__Job__
Copy every item below word for word, leaving out the pictures.

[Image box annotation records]
"""
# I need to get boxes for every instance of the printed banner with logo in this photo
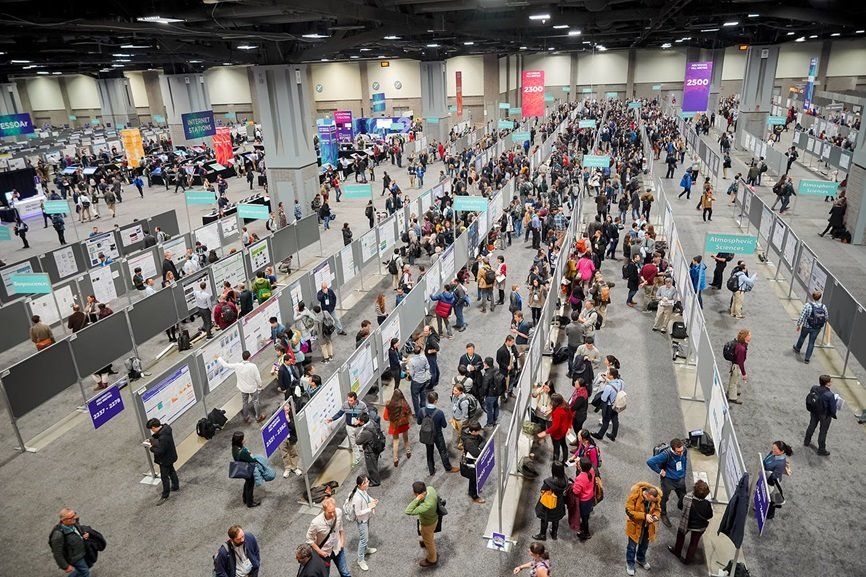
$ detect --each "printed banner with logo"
[682,62,713,112]
[120,128,144,168]
[520,70,544,118]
"""
__Answer in full__
# I need to get boxes for every instance of the printed banner with logo in this photo
$ detect --each "printed banner with logo"
[682,62,713,112]
[120,128,144,168]
[520,70,544,118]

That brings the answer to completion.